- _WHAT YOU SHOULD DO_:
Count how many lines in the records below contain the string "standing" (case-sensitive), and reply with the number alone.

[Pointing records]
___

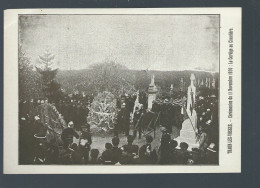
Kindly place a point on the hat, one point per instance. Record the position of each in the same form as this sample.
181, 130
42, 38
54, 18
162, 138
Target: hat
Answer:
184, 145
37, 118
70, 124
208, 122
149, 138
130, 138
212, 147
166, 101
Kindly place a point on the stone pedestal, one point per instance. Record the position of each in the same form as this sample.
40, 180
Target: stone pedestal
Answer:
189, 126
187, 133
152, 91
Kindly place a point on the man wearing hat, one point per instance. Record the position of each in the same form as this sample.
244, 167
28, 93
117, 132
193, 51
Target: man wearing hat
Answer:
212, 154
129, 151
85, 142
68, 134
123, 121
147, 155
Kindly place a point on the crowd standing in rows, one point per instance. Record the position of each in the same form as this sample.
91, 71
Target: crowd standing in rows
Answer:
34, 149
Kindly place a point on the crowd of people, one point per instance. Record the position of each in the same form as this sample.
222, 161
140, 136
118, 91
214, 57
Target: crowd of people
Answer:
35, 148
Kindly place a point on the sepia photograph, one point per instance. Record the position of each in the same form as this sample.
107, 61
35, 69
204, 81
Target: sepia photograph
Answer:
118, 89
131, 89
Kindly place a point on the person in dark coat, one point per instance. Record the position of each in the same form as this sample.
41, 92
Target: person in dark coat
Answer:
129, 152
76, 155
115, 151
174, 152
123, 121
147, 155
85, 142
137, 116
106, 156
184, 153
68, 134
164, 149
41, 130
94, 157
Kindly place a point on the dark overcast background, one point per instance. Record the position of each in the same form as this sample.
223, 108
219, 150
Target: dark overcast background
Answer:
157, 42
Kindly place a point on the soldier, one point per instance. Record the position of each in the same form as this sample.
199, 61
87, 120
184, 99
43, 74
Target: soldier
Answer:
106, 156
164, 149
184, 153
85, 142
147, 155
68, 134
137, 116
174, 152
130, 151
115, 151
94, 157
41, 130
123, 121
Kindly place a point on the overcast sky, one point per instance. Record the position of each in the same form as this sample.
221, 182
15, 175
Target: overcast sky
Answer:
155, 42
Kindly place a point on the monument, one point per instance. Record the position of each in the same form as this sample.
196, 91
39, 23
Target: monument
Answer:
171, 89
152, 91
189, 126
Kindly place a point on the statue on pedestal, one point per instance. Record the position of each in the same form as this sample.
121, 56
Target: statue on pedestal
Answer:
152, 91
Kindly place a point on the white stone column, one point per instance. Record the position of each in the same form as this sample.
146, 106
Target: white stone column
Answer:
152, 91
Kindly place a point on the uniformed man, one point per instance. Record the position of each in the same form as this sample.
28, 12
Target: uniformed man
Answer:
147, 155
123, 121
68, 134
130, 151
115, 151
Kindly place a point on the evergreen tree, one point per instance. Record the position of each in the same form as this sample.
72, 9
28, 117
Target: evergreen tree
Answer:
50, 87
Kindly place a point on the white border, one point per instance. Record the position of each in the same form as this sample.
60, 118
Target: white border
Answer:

___

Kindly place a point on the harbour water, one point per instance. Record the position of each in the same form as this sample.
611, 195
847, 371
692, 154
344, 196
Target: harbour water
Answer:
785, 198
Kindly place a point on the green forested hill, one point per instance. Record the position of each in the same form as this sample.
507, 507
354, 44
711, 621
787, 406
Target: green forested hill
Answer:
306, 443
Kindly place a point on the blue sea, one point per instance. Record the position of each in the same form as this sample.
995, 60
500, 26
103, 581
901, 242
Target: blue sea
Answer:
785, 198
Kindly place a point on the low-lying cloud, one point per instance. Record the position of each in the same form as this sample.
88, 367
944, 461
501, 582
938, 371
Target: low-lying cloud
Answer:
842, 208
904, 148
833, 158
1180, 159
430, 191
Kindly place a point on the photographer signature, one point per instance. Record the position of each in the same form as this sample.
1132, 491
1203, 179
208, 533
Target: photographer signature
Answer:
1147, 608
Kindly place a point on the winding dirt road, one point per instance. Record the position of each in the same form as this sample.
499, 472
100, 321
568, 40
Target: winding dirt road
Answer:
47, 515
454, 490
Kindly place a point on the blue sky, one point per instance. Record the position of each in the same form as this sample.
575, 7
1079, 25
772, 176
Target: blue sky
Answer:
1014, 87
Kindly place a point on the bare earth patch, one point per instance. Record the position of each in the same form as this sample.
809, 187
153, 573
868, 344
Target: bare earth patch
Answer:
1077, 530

___

- _COMPLETE RESPONSE_:
2